WORK REQUEST: Among the records below, find each line that includes the string "coordinates" and copy it.

EXCERPTED RECORDS:
<<<<
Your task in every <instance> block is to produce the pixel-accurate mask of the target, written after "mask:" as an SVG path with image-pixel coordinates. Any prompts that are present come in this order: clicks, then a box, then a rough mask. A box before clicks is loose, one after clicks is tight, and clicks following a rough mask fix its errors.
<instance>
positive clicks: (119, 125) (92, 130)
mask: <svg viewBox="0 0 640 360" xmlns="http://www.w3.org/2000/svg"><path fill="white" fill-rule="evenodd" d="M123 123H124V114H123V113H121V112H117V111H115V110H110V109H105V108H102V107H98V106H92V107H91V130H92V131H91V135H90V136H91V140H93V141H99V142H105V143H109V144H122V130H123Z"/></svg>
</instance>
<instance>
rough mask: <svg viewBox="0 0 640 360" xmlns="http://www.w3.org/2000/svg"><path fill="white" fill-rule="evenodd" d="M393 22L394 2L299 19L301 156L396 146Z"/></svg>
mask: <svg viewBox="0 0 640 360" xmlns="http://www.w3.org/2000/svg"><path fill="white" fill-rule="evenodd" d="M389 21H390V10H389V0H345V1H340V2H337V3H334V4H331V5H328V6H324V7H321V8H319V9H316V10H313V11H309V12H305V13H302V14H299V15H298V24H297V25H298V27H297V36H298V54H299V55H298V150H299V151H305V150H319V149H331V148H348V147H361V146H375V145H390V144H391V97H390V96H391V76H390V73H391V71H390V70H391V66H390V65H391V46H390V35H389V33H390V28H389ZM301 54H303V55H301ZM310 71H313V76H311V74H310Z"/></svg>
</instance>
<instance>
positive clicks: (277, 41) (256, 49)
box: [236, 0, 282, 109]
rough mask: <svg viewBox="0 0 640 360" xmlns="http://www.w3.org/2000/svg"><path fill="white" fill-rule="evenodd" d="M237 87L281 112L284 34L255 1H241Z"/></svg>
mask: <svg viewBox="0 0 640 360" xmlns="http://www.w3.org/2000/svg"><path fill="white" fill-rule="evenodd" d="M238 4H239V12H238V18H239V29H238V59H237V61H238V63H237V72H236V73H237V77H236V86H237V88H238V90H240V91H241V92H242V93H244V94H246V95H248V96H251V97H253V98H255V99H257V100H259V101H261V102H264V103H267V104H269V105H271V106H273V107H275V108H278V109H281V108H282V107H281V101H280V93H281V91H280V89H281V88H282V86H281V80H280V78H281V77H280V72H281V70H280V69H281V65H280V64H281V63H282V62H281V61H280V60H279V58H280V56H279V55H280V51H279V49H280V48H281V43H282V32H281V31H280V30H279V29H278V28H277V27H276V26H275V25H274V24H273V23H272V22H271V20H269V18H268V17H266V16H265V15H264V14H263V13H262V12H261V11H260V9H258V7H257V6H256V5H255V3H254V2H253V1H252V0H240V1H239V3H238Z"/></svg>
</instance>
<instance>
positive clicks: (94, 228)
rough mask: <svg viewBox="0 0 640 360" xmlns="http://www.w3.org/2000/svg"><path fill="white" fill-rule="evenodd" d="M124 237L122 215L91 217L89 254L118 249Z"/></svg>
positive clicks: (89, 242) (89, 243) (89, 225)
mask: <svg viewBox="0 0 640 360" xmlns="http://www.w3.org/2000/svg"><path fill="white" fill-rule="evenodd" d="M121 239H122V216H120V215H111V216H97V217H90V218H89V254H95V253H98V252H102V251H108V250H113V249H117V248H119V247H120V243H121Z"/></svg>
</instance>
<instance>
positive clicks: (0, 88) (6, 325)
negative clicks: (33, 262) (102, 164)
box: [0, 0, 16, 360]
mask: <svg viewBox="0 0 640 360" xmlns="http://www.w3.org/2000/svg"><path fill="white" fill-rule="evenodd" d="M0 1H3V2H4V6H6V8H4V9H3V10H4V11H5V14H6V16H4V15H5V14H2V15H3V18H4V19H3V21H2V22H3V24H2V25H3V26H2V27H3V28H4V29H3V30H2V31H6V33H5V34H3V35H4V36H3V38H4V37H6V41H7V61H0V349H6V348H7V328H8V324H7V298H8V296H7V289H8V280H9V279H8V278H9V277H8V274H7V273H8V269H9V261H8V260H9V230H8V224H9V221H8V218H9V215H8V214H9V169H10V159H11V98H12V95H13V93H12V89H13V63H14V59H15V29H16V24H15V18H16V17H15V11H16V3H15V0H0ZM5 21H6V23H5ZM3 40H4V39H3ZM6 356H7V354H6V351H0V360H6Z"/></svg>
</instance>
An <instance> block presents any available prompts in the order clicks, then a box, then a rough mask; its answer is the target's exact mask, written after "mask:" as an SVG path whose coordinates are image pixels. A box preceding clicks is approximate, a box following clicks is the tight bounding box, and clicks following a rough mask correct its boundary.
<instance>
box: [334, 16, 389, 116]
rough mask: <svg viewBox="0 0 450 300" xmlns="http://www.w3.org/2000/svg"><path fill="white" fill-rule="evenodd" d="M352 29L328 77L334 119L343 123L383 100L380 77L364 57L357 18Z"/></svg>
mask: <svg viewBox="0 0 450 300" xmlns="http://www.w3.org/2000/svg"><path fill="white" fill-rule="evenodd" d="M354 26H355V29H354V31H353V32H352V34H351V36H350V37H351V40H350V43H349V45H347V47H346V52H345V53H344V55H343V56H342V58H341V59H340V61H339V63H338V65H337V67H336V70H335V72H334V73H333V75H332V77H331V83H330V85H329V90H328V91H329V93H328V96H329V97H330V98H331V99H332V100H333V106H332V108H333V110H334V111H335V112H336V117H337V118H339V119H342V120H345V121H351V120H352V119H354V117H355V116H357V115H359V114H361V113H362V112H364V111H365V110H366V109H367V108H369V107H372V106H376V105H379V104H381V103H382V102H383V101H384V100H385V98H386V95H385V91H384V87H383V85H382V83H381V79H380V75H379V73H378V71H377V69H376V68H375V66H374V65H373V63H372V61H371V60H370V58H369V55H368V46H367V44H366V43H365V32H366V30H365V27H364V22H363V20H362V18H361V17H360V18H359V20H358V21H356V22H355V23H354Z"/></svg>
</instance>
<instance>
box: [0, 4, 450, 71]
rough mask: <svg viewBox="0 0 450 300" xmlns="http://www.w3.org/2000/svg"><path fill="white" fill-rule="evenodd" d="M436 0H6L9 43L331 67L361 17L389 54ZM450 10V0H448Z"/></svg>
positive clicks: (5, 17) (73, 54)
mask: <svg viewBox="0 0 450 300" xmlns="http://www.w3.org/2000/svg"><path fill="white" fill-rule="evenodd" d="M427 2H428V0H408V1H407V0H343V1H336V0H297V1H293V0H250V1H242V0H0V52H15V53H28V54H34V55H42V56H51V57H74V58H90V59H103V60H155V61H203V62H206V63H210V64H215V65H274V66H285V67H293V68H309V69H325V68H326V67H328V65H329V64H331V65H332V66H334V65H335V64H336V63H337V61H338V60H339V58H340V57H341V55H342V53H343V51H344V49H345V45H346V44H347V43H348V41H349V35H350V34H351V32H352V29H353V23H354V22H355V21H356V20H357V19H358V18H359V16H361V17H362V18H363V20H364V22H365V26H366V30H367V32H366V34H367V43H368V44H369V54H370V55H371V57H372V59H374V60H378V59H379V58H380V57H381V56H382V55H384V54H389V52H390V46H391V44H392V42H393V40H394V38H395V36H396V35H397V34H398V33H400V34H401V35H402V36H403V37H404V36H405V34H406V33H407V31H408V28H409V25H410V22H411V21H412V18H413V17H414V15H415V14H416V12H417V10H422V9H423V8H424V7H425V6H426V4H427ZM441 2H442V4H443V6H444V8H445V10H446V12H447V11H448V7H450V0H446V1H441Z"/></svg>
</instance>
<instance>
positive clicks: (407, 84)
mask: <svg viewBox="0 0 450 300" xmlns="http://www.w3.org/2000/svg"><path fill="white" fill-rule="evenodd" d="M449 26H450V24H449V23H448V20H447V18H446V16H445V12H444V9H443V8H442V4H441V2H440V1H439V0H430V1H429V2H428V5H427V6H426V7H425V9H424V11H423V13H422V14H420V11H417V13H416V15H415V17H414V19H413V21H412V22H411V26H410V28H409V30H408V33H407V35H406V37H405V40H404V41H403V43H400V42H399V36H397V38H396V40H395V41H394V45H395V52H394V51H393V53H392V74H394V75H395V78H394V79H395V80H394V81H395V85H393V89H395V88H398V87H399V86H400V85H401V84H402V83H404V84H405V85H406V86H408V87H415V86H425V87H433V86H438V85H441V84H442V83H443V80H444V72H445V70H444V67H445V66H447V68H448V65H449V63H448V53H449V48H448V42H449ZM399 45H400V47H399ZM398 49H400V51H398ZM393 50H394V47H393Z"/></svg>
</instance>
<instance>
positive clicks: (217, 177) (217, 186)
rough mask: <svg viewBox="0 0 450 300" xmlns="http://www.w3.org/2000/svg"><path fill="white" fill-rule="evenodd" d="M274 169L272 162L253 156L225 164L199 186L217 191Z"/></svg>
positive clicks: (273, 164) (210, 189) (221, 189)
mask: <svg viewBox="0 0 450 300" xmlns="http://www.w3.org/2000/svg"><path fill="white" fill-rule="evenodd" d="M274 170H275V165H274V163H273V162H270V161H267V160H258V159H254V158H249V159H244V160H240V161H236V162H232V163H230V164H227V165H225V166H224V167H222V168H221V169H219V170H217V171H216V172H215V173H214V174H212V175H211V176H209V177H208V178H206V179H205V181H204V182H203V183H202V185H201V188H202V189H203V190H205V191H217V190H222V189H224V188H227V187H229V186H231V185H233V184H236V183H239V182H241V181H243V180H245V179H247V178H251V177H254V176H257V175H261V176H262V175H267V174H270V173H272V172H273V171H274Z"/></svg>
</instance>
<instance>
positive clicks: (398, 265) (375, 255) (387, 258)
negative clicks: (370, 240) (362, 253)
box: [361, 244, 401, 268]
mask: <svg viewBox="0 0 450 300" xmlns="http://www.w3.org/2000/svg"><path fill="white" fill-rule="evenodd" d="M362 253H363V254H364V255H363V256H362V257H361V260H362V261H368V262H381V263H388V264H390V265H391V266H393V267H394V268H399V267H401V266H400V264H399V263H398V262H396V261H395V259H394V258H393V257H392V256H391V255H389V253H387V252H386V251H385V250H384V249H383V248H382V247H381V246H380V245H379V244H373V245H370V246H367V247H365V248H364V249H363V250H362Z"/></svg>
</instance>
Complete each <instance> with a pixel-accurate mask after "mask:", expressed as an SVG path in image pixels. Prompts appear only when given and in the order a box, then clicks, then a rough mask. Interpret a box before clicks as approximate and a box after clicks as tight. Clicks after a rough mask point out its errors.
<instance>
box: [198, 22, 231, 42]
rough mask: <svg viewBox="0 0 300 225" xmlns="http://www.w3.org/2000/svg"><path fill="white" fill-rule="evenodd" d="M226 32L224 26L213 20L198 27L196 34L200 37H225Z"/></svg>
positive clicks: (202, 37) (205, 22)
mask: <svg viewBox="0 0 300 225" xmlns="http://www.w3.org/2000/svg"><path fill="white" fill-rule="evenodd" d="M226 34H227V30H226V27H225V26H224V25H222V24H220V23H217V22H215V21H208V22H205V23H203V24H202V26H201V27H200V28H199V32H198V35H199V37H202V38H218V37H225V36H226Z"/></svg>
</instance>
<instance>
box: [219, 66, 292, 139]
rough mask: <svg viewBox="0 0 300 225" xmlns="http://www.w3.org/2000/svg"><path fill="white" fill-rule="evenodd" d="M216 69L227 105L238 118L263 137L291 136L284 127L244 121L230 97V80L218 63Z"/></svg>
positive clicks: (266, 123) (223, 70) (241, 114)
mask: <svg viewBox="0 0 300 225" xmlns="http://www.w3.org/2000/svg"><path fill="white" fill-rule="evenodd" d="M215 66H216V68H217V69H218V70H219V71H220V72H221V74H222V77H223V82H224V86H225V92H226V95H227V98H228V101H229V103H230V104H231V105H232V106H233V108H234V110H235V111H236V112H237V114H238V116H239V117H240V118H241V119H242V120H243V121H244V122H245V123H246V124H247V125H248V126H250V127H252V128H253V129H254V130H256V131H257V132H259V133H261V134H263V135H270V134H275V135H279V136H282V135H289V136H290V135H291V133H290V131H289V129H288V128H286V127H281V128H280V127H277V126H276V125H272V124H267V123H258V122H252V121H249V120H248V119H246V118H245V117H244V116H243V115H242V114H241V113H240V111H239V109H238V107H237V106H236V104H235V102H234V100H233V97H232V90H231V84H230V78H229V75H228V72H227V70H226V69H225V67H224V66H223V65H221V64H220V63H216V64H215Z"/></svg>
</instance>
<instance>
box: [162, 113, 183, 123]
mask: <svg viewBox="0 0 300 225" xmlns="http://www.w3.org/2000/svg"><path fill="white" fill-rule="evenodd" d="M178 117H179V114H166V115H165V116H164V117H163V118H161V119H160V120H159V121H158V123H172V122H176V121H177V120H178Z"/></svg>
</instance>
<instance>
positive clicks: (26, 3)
>>>>
ANSWER TO THIS EXERCISE:
Your task in every <instance> block is to produce the pixel-accurate mask of the target, written after "mask:" as an SVG path with image-pixel coordinates. Any prompts that are present come in this order: clicks, then a box, then a rough mask. A box before clicks is loose, one after clicks is tight, and clicks following a rough mask fix its errors.
An <instance> block presents any available prompts in the order clicks, then a box, then a rough mask; its answer is the target's exact mask, written after "mask:" as an SVG path whose coordinates are image pixels. A box preceding clicks is approximate, a box following clicks is the tight bounding box, and clicks following a rough mask correct its boundary.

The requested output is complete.